Short exercise: Print every line of the listing below verbatim.
* start *
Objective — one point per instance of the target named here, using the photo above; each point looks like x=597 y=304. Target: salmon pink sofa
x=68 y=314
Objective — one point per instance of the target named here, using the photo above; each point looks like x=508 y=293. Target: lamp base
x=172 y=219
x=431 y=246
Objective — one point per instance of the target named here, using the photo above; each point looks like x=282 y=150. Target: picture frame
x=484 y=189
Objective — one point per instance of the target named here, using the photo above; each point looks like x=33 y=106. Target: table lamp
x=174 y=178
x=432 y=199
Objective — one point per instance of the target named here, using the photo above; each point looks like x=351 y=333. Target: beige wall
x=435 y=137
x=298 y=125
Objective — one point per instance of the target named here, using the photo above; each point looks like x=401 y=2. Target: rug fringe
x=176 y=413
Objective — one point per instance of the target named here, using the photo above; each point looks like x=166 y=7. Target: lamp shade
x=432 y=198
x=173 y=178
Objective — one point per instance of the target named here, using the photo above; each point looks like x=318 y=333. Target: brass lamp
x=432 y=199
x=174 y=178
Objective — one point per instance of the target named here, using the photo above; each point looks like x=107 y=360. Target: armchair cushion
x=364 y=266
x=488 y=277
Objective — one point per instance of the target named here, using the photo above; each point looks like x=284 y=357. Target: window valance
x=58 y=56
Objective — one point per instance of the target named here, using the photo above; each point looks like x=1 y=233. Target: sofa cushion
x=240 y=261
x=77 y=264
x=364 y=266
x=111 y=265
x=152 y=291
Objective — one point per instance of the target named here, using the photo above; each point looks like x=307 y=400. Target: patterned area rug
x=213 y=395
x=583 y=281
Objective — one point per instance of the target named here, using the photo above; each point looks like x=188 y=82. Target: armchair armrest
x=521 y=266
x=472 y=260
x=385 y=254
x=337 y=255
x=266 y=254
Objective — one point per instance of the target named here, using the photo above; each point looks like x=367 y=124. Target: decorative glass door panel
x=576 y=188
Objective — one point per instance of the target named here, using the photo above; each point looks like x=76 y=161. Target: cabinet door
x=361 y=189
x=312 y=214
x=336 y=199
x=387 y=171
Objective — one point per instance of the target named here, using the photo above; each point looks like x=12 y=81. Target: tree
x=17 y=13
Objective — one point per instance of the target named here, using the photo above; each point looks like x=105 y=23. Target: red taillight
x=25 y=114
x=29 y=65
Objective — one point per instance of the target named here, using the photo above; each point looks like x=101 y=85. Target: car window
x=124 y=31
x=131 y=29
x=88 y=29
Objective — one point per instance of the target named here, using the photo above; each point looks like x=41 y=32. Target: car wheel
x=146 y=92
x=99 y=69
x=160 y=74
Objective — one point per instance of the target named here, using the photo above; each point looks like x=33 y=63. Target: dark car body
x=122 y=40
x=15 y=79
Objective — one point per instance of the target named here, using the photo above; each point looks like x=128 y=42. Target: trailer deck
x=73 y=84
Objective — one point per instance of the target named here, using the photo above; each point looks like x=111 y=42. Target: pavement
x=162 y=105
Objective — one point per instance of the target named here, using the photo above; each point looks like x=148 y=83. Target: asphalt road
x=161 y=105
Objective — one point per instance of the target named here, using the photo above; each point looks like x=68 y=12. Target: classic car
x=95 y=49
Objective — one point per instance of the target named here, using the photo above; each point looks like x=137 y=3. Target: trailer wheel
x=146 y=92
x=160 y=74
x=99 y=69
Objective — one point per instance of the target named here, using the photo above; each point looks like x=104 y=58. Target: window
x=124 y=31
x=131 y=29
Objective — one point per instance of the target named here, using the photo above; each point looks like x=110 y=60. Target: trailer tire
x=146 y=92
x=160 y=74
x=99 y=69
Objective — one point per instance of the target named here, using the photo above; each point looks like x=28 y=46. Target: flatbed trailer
* end *
Answer below:
Objective — one point per instance of the target named here, using the photo above; each point looks like x=597 y=304. Target: salmon pink sofa
x=68 y=314
Objective — one point per instance of the target named here, using the photo above; each point looks like x=508 y=293. Target: lamp base
x=172 y=219
x=431 y=246
Objective — one point per instance of the target named here, using the photo above; each point looks like x=282 y=150. Target: picture frame
x=484 y=189
Objective — one point per instance of the target named here, using the photo above; each point looks like x=33 y=106. Target: table lamp
x=174 y=178
x=432 y=199
Objective — one point per instance of the target named here, using the photo above; each point looks like x=351 y=333. Target: beige wall
x=435 y=137
x=298 y=125
Objective — one point per instance of the target named here, using the photo above; each point looks like x=401 y=2. Target: rug fringe
x=176 y=413
Objective — one point per instance of the target named here, using the photo above; each point looks like x=166 y=7. Target: lamp shade
x=432 y=198
x=173 y=178
Objective — one point per instance of the target named here, using the photo above; each point looks like x=318 y=333. Target: brass lamp
x=432 y=199
x=174 y=178
Objective — one point per instance of the target named here, using the photo above; each point looks like x=107 y=360. Target: armchair cushion
x=364 y=266
x=488 y=277
Objective — one point per instance of the target named here, using the photo above; each point looks like x=284 y=357. Target: window valance
x=58 y=56
Objective — one point per instance of the target named here, using the photo above; each point looks like x=1 y=233. Target: sofa cushion
x=240 y=261
x=77 y=264
x=364 y=266
x=111 y=265
x=152 y=291
Objective — one point per instance of the target named here, using the photo above; each point looks like x=307 y=400. Target: patterned area rug
x=213 y=395
x=583 y=281
Objective — one point per instance of the target named here, using the photo above; each point looks like x=188 y=82. Target: armchair armrest
x=521 y=266
x=472 y=260
x=385 y=254
x=337 y=255
x=266 y=254
Objective — one point per instance of the target named here, using the photo above; each point looks like x=367 y=124. Target: decorative glass door panel
x=576 y=188
Objective — one point per instance of the target named here, using the photo above; each point looks like x=76 y=161. Target: cabinet door
x=361 y=189
x=312 y=214
x=336 y=199
x=387 y=171
Objective — one point per instance of the target named here, using the photo above; each point looks like x=12 y=81. Target: tree
x=17 y=13
Objective — one point per instance of the target named here, using the photo above; each point looks like x=105 y=23. Target: red taillight
x=25 y=114
x=29 y=65
Objective — one point per instance of the target named here, using the photo above; each point looks like x=101 y=85. Target: car window
x=124 y=31
x=131 y=29
x=88 y=29
Objective — one point per instance of the target named here, using the photo above; each point looks like x=41 y=32. Target: car wheel
x=146 y=92
x=99 y=69
x=160 y=74
Objective — one point per instance of the target named here, using the photo above; each point looks like x=33 y=63. Target: dark car body
x=122 y=40
x=15 y=79
Objective — one point per instance of the target named here, using the photo above; each point looks like x=128 y=42. Target: trailer deck
x=73 y=84
Objective — one point per instance of the target named here, using the photo above; each point looks like x=111 y=42. Target: pavement
x=162 y=105
Objective — one point per instance of the target named here, using the photo above; each point looks like x=148 y=83. Target: asphalt road
x=161 y=105
Objective — one point per instance of the target named here, using the photo above; each point looks like x=68 y=12. Target: classic car
x=95 y=49
Objective — one point per instance of the target named here, using the photo above; each point looks like x=137 y=3. Target: trailer wheel
x=146 y=92
x=160 y=74
x=99 y=69
Objective — one point per instance of the target named here, using the photo above; each point looks like x=104 y=58. Target: window
x=124 y=31
x=131 y=29
Objective — one point per instance of the target named here, using the photo above; each point looks like x=110 y=60. Target: trailer tire
x=146 y=92
x=160 y=74
x=99 y=69
Objective — one point per instance of the target named here, using the photo above; each point looks like x=28 y=46. Target: flatbed trailer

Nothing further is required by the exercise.